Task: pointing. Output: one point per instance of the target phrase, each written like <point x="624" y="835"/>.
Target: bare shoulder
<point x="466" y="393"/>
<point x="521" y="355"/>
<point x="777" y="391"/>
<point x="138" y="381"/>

---

AIM OF THE TASK: Set down each entry again, unchanged.

COMPLETE RESPONSE:
Task: pointing. Output: one point per instance of the target phrase, each written like <point x="624" y="835"/>.
Target: bare shoulder
<point x="466" y="393"/>
<point x="521" y="355"/>
<point x="777" y="391"/>
<point x="138" y="381"/>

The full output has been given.